Task directions:
Please format the stretch of rows below, from the line containing "like x=349 y=495." through the end of the rows, as a JSON list of strings with one string per line and blank lines omitted. Leave the pictures out of the answer.

-- Start of Working data --

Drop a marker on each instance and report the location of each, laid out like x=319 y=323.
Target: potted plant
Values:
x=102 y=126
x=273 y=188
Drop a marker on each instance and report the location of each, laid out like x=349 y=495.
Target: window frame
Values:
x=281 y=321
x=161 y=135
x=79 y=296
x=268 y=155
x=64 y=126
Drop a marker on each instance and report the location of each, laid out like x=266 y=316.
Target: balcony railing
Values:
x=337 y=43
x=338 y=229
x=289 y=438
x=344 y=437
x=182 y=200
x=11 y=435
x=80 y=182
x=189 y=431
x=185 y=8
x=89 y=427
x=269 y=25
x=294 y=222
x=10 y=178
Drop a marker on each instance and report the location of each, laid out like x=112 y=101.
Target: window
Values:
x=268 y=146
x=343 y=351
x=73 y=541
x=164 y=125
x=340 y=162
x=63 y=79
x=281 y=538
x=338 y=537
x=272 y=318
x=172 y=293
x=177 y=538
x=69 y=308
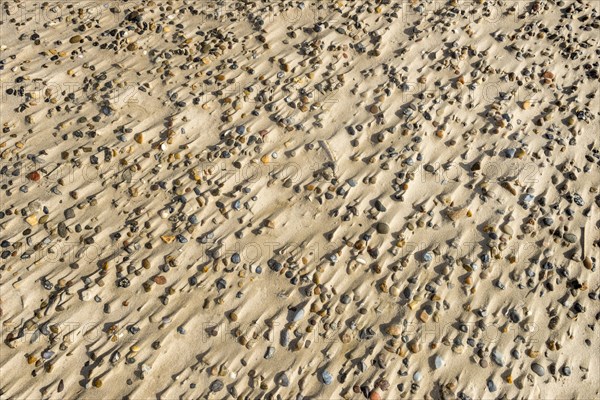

-- End of Working data --

The response:
[
  "Drop a marker on each instance and report the location of each, laid out like x=349 y=495.",
  "Target: window frame",
  "Values:",
  "x=281 y=321",
  "x=161 y=135",
  "x=79 y=296",
  "x=268 y=155",
  "x=64 y=126",
  "Drop a marker on each instance and report the location of each, laid out like x=266 y=316.",
  "Target: balcony railing",
  "Values:",
  "x=337 y=43",
  "x=338 y=229",
  "x=289 y=438",
  "x=344 y=437",
  "x=182 y=200",
  "x=11 y=435",
  "x=80 y=182",
  "x=189 y=431",
  "x=185 y=8",
  "x=89 y=427",
  "x=269 y=25",
  "x=294 y=222",
  "x=10 y=178",
  "Drop a marker on each instance and report the location of each, laid out like x=112 y=101.",
  "Target: window",
  "Values:",
  "x=268 y=146",
  "x=343 y=351",
  "x=73 y=541",
  "x=164 y=125",
  "x=340 y=162",
  "x=63 y=79",
  "x=281 y=538",
  "x=338 y=537",
  "x=272 y=318",
  "x=172 y=293",
  "x=177 y=538",
  "x=69 y=308"
]